- **Task objective**:
Copy the data below line for line, with no changes at all.
======== Excerpted data ========
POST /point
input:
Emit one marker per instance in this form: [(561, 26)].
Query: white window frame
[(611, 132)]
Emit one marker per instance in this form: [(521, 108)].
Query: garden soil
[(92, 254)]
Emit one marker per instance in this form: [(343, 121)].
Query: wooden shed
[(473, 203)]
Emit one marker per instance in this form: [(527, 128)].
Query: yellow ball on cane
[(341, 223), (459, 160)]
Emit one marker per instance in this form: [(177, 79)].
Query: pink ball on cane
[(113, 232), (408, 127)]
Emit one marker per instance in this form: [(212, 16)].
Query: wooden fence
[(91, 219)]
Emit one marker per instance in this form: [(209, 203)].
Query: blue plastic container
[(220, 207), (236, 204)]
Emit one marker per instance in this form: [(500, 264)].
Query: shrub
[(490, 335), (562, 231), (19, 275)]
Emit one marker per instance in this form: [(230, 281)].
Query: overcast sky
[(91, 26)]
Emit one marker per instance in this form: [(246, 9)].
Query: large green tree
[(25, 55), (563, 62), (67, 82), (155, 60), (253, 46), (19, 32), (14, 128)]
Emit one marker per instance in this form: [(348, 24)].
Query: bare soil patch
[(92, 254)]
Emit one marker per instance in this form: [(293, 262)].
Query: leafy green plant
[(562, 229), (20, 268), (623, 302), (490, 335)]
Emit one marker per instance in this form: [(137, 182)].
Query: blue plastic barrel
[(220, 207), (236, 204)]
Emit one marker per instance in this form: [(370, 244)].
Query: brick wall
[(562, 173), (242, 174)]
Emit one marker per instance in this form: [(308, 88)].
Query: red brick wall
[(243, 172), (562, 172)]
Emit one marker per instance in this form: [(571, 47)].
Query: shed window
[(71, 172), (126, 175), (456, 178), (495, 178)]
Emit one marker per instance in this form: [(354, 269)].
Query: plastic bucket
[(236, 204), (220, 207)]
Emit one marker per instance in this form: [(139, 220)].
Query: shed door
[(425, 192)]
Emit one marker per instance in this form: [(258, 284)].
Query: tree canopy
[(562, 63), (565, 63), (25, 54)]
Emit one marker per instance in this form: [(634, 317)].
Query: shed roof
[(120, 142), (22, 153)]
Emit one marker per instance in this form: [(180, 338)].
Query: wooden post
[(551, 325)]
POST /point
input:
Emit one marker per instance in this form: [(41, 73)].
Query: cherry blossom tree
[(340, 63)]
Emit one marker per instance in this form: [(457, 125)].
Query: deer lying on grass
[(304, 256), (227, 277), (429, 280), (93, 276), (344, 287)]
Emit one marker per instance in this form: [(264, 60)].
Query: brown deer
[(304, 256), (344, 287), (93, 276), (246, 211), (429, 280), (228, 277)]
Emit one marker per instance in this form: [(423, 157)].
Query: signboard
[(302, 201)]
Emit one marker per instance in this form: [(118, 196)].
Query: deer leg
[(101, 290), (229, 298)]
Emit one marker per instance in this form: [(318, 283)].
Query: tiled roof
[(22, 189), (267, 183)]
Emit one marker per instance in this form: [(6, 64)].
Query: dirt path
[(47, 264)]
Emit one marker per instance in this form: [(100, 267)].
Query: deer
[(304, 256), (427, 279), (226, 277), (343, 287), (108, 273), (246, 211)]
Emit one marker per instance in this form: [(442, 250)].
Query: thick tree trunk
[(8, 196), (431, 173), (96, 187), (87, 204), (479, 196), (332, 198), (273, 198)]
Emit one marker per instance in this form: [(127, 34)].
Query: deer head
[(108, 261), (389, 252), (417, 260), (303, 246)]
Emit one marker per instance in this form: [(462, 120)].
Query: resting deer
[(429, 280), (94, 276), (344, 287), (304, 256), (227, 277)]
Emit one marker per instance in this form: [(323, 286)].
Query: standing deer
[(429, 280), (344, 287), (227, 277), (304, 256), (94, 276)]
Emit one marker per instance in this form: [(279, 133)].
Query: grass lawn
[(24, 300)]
========
- **Output**:
POST /point
input:
Emit one marker per instance in this form: [(561, 26)].
Query: white window frame
[(611, 132)]
Emit one marker per instance in this form: [(521, 108)].
Query: garden soil
[(92, 254)]
Emit one marker per instance in this form: [(343, 121)].
Query: wooden shed
[(473, 203)]
Emit one marker per instance in this form: [(527, 128)].
Query: yellow ball on cane
[(341, 223), (459, 160)]
Emit one marker per instance in this form: [(177, 79)].
Query: pink ball on cane
[(113, 232), (408, 127)]
Emit one marker per instance in this form: [(212, 16)].
Query: wooden fence
[(91, 219)]
Emit one marker per instance in this form: [(209, 203)].
Query: blue plastic container
[(220, 207), (236, 204)]
Emit one marker per instance in this form: [(500, 264)].
Query: shrub
[(490, 335), (562, 231), (19, 275)]
Emit one marker per instance in this form: [(230, 281)].
Query: overcast sky
[(91, 26)]
Emit one marker per instance in this form: [(246, 9)].
Query: large green tree
[(25, 55), (563, 62), (67, 82), (155, 60), (253, 46), (19, 32), (14, 128)]
Emit one marker per instance in this form: [(348, 24)].
Query: bare soil patch
[(92, 254)]
Emit one marker per instance in this form: [(293, 262)].
Query: leafy green plant
[(562, 229), (20, 268), (623, 302), (490, 335)]
Emit one marker per instance in this form: [(137, 182)].
Query: blue plastic barrel
[(220, 207), (236, 204)]
Emit one marker per instance in this form: [(370, 244)].
Query: brick wall
[(562, 173), (242, 174)]
Emit one marker per instance in this form: [(308, 88)].
Query: red brick wall
[(243, 172), (562, 172)]
Emit one marker per instance in this form: [(571, 47)].
Query: shed window
[(71, 172), (126, 175), (456, 178), (495, 178)]
Emit one marker per instance in this form: [(354, 269)].
Query: plastic bucket
[(236, 204), (220, 207)]
Emit one marker per instance in this form: [(139, 220)].
Query: shed door
[(425, 192)]
Emit one marker per instance in this form: [(258, 284)].
Query: tree canopy
[(562, 63), (565, 63), (25, 54)]
Emit one marker per instance in this form: [(634, 317)].
Query: shed roof
[(120, 142), (22, 153)]
Emit one marker per instance in this form: [(180, 338)].
Query: wooden post
[(551, 325)]
POST /point
input:
Emit one marker per instance in this form: [(41, 73)].
Query: cherry blossom tree
[(340, 63)]
Emit one marker per instance in this form: [(457, 125)].
Query: deer lying on grass
[(304, 256), (227, 277), (429, 280), (93, 276), (344, 287)]
Emit one marker per instance in this form: [(264, 60)].
Query: brown deer
[(304, 256), (344, 287), (93, 276), (246, 211), (429, 280), (228, 277)]
Emit one marker per instance in this form: [(423, 157)].
Query: signboard
[(302, 201)]
Emit one marker per instance in this form: [(118, 196)].
Query: deer leg
[(101, 290), (229, 298)]
Emit one marker per instance in this form: [(318, 283)].
Query: tiled roof
[(22, 189), (267, 183)]
Emit one marker per instance in this form: [(6, 64)].
Query: dirt path
[(47, 264)]
Emit one marker per instance in this form: [(100, 267)].
Query: deer
[(304, 256), (427, 279), (226, 277), (343, 287), (108, 273), (246, 211)]
Emit one marker per instance in this form: [(442, 250)].
Query: thick tree trunk
[(8, 196), (431, 173), (96, 187), (87, 204), (479, 196), (332, 198), (273, 198)]
Emit one marker per instance in this form: [(127, 34)].
Query: deer head
[(108, 261), (389, 252), (417, 260), (303, 246)]
Emit one marker per instance in this form: [(462, 120)].
Query: resting deer
[(429, 280), (94, 276), (344, 287), (304, 256), (227, 277)]
Emit one marker per instance in this form: [(323, 286)].
Query: standing deer
[(429, 280), (344, 287), (227, 277), (304, 256), (94, 276)]
Emit one marker per instance in this form: [(279, 133)].
Query: grass lawn
[(24, 300)]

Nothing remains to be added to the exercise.